## [Given exercise]
Print the stretch of the stream processing text from "This blog introduces" through "its deployment challenges.", word for word.

## [Text to read]
## Begin

This blog introduces technologies we can use for stream processing. It begins by explaining the programming model provided by the first wave of stream processing tools, such as Apache Storm, and their limitations. It then introduces streaming SQL and discusses key operators in streaming SQL while comparing and contrasting them with SQL. Next, we will explore how to incorporate machine learning into streaming SQL. It then concludes by looking at how streaming SQL fits into the analytics pipeline of an organization and its deployment challenges.
How we used to do streaming
Stream processing takes in events from a stream, analyzes them, and creates new events in new streams. So, stream processing first needs an event source. It can be a sensor that pushes events to us or some code that periodically pulls the events from a source. One useful tool at this point is a message queue, which you can think of as a bucket that holds the events coming in your way until you are ready to process them. We will come to this later.
Now you need to do something with the data. The old way of doing this was to write code that hooked up your processing with the event source and then process each event one by one. One useful unit in an event processing architecture is an “actor” or “agent” that accepts an event and produces another event. Such an actor conceptually converts one stream to another stream.

## End

## [Recorded data]
## Begin

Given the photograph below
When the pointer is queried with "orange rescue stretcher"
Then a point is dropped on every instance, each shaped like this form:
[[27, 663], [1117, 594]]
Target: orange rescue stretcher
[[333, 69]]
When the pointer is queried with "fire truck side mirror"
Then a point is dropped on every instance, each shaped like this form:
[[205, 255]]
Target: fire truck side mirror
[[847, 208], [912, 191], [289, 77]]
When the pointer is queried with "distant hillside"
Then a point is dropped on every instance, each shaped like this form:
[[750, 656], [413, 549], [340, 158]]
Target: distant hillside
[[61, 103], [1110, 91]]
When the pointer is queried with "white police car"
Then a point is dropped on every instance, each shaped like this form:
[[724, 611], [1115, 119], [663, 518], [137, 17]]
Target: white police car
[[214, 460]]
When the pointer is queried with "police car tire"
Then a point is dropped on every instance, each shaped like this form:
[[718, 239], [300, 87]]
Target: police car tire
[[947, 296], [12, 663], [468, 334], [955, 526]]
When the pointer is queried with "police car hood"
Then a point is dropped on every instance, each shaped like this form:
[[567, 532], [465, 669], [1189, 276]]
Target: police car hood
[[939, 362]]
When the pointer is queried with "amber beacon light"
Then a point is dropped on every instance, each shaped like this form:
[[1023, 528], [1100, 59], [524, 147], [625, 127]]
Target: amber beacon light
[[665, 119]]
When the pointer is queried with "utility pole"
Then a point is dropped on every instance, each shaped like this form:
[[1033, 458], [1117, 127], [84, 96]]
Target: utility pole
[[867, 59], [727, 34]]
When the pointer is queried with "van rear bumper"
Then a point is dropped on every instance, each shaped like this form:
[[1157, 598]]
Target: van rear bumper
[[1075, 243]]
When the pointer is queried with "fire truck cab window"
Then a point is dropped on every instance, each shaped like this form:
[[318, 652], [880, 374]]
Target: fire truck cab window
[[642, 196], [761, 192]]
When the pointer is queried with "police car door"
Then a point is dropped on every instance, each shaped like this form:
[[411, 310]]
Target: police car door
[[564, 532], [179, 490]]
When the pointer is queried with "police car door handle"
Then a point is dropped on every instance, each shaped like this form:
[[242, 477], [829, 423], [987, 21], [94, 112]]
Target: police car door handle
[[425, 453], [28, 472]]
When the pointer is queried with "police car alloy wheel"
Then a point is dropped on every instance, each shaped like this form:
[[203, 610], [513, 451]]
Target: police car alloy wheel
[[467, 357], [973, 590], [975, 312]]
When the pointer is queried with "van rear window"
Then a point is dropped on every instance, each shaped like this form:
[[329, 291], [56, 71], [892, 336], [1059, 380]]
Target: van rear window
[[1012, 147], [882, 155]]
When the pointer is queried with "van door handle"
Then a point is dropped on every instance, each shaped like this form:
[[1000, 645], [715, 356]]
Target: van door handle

## End

## [Output]
This blog introduces technologies we can use for stream processing. It begins by explaining the programming model provided by the first wave of stream processing tools, such as Apache Storm, and their limitations. It then introduces streaming SQL and discusses key operators in streaming SQL while comparing and contrasting them with SQL. Next, we will explore how to incorporate machine learning into streaming SQL. It then concludes by looking at how streaming SQL fits into the analytics pipeline of an organization and its deployment challenges.